== Segment start ==

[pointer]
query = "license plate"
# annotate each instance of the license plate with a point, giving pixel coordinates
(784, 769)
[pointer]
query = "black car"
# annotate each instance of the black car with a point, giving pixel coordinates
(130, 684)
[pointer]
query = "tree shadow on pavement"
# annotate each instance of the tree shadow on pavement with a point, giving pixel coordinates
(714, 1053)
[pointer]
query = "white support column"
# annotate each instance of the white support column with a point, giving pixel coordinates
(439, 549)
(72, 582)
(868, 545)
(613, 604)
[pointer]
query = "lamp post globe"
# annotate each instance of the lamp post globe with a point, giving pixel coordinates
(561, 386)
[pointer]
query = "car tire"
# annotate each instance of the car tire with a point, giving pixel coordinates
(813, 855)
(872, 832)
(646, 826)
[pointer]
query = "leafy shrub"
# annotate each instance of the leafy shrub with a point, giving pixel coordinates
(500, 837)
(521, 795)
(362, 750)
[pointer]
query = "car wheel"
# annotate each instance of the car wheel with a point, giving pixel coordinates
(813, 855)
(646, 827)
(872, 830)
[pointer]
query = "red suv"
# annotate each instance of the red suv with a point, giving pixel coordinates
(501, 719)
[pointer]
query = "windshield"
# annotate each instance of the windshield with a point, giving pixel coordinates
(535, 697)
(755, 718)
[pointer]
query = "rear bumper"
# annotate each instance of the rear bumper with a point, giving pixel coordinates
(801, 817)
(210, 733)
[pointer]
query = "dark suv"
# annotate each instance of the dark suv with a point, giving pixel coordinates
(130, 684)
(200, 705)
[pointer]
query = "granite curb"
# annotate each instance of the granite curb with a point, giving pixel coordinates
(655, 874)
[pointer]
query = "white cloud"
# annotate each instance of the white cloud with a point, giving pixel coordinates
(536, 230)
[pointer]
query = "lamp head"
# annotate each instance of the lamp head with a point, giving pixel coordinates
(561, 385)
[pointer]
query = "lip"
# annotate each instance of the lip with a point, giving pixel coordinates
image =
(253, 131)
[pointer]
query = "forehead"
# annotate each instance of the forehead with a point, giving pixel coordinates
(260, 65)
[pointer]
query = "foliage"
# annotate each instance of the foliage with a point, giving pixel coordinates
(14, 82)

== Segment end ==

Action item: Set the entries down again, unchanged and complete.

Exercise solution:
[pointer]
query = "license plate"
# annotate each instance of the license plate with a point, giving pixel coordinates
(784, 769)
[pointer]
query = "black car"
# annotate each instance of the black car with a point, giving pixel coordinates
(130, 684)
[pointer]
query = "tree shadow on pavement"
# annotate each instance of the tree shadow on pavement with a point, giving pixel coordinates
(714, 1053)
[pointer]
query = "white support column"
# annotate each instance of the white support column with a point, giving pixel coordinates
(439, 549)
(72, 582)
(868, 545)
(613, 604)
[pointer]
query = "lamp post globe"
# annotate each instance of the lamp post globe with a point, giving pixel coordinates
(561, 386)
[pointer]
query = "car tire"
# annotate each instance of the car tire with a point, giving pixel coordinates
(813, 855)
(872, 832)
(646, 826)
[pointer]
query = "leafy shrub"
# annotate each instance of the leafy shrub with a point, giving pixel coordinates
(500, 837)
(521, 795)
(362, 750)
[pointer]
query = "car wheel"
# annotate each instance of the car wheel with a point, giving pixel coordinates
(813, 855)
(646, 827)
(872, 830)
[pointer]
query = "red suv"
# annotate each instance of the red suv with a point, giving pixel coordinates
(501, 719)
[pointer]
query = "windshield"
# annotate each instance of the windshield with a point, giving pixel coordinates
(535, 697)
(755, 718)
[pointer]
query = "rear bumper"
# annotate each instance of the rear bumper with a point, giving pixel coordinates
(801, 817)
(210, 733)
[pointer]
query = "dark suv"
# annotate each instance of the dark suv with a point, giving pixel coordinates
(130, 684)
(200, 705)
[pointer]
query = "granite curb"
# annotate each instance of the granite curb with a point, giving pixel coordinates
(655, 874)
[pointer]
query = "white cloud"
# annotate each instance of the white cloud with a point, giving pixel coordinates
(536, 230)
[pointer]
query = "lamp head"
# annotate each instance of the lamp head with a point, giving pixel coordinates
(561, 385)
[pointer]
query = "lip"
# annotate each instance of the lip with a point, giving pixel coordinates
image =
(253, 131)
[pointer]
query = "forehead"
# annotate each instance of the forehead with a point, giving pixel coordinates
(260, 65)
[pointer]
query = "foliage"
# annotate each instance of the foliage with a point, giving pixel coordinates
(14, 82)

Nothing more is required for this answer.